▶ Task details:
In the commentary below on the Inquirer's reporting, which company owns the Inquirer and the Daily News?

▶ Extract provided:
As I wrote last week, Fina complained to Judge Carpenter that “the email contained extensive evidence and information that clearly fall within the ambit of Grand Jury secrecy. The reporter also stated that he had a copy of the email and even recited from it when questioned about the contents.”
What else did reporter Brennan tell the prosecutors about his source material? We don’t get that from the Inquirer’s article.
Brennan’s role of running to a prosecutor is a curious one for a newspaper reporter, to be sure.
DNA: for the prosecution?
The Inquirer and Daily News, owned by Interstate General Media, have been criticized over the years, as in this case, for being too close to court officials, and even acting in concert with lawyers and prosecutors at the expense of objective reporting.
Although ownership of the two newspapers has changed hands numerous times over the last few years, working with court insiders and prosecutors is apparently in the newspapers’ DNA.
What’s important to fellow journalists and some readers is whether the Inquirer and Daily reporters violated journalistic ethics this time around, why they would do this, and whether they continue to do so?
The March 12 Inquirer article, which is prosecutorial in tone, is just as evasive and non-forthcoming as the cloaked behavior the Inquirer laments in the AG’s office.
The Inquirer’s legalistic arguments serve to divert attention away from the journalistic practices of the reporters, editors, and publishers working under the roof of the Inquirer’s own corporate headquarters.
The article, for example, claims to explain recent grand jury findings against Kane, based on interviews with lawyers and court insiders:
“The story is based on interviews, recent court filings, and other official documents.”
But Interstate General Media’s own reporter, Brennan, who played a central role in all this, is not quoted. Nor are his editors. Can they be that hard for the Inquirer to track down for comment?
Readers are left to read between the lines to surmise what happened, and continues to happen — in the editorial offices, not the law offices.

▶ Data segment:

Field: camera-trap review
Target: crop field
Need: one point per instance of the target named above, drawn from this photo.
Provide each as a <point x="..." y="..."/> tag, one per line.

▶ Response to this task:
Interstate General Media.